- **To be done**:
Rewrite the rows from the first one through the line containing "[529,199,660,297]", replacing "rocky mountain" with "craggy mountain" and leaving everything else unchanged.

- **Task inputs**:
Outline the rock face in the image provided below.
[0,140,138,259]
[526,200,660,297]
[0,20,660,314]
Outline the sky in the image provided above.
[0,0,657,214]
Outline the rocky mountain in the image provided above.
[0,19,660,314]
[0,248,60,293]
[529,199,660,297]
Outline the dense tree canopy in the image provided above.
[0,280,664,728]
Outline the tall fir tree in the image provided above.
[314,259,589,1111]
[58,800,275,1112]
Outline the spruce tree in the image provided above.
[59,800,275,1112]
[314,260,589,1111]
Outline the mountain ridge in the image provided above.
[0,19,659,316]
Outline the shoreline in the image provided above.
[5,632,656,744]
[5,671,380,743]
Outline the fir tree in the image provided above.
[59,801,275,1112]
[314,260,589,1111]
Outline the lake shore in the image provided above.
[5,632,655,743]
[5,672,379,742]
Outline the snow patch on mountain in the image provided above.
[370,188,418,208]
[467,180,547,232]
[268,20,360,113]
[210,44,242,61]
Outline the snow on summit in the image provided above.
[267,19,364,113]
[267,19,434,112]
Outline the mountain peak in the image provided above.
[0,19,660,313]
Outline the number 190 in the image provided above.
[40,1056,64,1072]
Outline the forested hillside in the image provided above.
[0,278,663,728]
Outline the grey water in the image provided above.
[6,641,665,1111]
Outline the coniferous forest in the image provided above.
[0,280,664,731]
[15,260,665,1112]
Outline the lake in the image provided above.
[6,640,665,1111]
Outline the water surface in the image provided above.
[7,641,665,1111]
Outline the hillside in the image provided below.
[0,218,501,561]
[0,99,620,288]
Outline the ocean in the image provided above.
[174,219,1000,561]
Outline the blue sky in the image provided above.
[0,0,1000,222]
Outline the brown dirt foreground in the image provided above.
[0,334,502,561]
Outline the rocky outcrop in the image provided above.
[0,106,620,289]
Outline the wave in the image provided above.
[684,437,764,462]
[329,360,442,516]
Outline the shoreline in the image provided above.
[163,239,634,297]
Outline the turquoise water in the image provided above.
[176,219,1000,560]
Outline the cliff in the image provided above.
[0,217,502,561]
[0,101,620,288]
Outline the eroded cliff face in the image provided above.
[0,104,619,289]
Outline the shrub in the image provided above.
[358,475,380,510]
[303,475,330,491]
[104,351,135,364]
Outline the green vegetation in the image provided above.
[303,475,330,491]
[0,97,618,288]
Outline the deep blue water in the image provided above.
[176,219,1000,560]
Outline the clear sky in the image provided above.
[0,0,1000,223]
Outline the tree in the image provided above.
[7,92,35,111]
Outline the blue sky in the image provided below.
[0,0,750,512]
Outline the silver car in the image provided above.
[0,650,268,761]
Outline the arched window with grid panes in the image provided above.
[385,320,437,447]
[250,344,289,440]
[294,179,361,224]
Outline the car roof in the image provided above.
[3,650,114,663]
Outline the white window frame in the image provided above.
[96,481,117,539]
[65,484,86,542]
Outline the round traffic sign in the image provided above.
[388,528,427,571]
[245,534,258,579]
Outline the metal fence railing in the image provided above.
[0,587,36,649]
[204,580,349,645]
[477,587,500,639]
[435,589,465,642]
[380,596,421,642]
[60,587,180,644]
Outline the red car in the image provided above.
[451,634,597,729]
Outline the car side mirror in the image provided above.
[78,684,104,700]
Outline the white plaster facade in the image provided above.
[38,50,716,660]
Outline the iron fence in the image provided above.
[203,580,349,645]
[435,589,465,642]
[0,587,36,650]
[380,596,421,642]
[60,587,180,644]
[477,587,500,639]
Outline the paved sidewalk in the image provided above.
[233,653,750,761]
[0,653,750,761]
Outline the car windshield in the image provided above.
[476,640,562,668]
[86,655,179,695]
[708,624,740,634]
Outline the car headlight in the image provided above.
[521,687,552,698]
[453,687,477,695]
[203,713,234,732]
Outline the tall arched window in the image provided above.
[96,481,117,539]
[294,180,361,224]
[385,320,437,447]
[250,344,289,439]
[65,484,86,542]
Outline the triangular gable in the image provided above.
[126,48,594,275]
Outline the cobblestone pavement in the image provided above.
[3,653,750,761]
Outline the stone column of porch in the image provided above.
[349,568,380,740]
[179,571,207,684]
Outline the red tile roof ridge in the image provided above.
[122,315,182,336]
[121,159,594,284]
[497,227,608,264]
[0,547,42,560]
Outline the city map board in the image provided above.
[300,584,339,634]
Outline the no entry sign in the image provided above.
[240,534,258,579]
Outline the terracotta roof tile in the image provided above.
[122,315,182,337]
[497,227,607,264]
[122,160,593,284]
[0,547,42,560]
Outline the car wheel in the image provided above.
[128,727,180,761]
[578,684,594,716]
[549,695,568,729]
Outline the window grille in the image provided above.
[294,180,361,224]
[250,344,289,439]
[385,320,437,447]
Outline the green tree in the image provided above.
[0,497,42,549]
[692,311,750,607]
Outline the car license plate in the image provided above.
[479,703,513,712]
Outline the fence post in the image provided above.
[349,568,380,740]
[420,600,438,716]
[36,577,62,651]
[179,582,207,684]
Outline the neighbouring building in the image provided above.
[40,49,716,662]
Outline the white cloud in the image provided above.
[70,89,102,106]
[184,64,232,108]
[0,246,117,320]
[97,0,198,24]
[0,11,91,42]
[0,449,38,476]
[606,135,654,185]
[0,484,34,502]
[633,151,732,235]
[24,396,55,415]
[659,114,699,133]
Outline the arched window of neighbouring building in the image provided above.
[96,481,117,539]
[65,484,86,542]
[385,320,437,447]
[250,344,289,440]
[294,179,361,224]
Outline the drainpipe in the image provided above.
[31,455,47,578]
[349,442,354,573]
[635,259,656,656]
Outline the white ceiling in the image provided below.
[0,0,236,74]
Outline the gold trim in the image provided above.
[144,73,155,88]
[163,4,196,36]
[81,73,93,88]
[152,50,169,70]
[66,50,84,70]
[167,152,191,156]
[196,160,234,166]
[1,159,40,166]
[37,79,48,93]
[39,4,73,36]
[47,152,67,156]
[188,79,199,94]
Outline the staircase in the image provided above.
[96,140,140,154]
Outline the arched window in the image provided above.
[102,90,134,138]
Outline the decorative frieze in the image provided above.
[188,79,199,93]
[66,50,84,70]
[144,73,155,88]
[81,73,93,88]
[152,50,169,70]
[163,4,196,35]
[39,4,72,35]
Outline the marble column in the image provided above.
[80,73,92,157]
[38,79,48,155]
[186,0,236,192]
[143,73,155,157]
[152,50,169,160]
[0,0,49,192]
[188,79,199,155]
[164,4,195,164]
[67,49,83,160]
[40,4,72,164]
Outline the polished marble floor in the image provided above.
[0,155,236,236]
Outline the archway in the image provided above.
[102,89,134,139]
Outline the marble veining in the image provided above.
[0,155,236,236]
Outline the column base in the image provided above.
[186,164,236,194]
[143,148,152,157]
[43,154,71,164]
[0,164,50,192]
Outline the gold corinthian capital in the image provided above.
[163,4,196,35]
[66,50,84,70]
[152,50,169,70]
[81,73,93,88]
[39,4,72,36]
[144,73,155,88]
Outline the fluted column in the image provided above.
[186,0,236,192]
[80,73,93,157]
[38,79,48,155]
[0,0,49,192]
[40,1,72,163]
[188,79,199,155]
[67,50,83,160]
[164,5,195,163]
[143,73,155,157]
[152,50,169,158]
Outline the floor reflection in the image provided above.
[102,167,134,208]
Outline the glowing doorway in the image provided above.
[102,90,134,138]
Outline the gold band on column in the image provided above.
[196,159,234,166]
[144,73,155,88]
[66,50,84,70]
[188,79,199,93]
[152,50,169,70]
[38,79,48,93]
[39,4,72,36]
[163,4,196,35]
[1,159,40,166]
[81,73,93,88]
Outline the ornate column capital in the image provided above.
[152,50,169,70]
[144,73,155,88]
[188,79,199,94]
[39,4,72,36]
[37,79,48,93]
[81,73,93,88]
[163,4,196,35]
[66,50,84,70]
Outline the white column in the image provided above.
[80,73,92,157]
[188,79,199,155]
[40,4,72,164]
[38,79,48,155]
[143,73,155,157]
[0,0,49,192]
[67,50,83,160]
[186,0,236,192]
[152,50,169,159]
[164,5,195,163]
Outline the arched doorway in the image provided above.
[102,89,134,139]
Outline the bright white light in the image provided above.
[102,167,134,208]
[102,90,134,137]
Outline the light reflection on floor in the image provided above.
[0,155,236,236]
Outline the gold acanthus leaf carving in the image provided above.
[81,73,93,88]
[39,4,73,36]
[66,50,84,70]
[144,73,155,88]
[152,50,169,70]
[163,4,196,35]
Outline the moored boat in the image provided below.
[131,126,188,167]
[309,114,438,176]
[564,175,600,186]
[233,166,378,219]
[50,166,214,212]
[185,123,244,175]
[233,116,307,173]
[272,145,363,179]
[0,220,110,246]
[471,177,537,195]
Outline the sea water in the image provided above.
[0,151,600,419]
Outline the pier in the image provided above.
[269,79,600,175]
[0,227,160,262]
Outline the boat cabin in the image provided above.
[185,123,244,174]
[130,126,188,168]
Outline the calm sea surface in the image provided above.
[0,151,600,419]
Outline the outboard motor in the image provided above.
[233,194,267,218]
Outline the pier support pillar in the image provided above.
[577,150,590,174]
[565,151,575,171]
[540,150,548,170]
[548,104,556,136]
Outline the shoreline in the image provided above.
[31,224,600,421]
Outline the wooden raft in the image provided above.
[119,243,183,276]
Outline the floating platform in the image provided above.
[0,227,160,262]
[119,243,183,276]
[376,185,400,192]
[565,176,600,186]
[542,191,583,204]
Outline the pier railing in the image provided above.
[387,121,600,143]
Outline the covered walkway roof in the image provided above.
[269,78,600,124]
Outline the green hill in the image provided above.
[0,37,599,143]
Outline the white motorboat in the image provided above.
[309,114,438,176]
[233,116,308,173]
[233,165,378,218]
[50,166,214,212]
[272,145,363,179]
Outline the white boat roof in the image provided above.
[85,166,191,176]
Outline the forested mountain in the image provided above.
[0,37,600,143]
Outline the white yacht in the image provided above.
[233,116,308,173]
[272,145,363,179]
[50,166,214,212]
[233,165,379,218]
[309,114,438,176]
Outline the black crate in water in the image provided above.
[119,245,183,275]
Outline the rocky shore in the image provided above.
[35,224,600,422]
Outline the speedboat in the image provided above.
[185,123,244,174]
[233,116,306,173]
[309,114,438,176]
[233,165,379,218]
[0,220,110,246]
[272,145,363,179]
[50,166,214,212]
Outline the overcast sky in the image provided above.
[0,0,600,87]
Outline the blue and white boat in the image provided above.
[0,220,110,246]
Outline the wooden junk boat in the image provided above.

- **Right answer**:
Outline the rock face in the image provided below.
[0,140,138,259]
[526,200,660,297]
[0,20,660,314]
Outline the sky in the image provided above.
[0,0,657,214]
Outline the craggy mountain in the image provided above.
[0,19,660,314]
[0,248,60,293]
[529,199,660,297]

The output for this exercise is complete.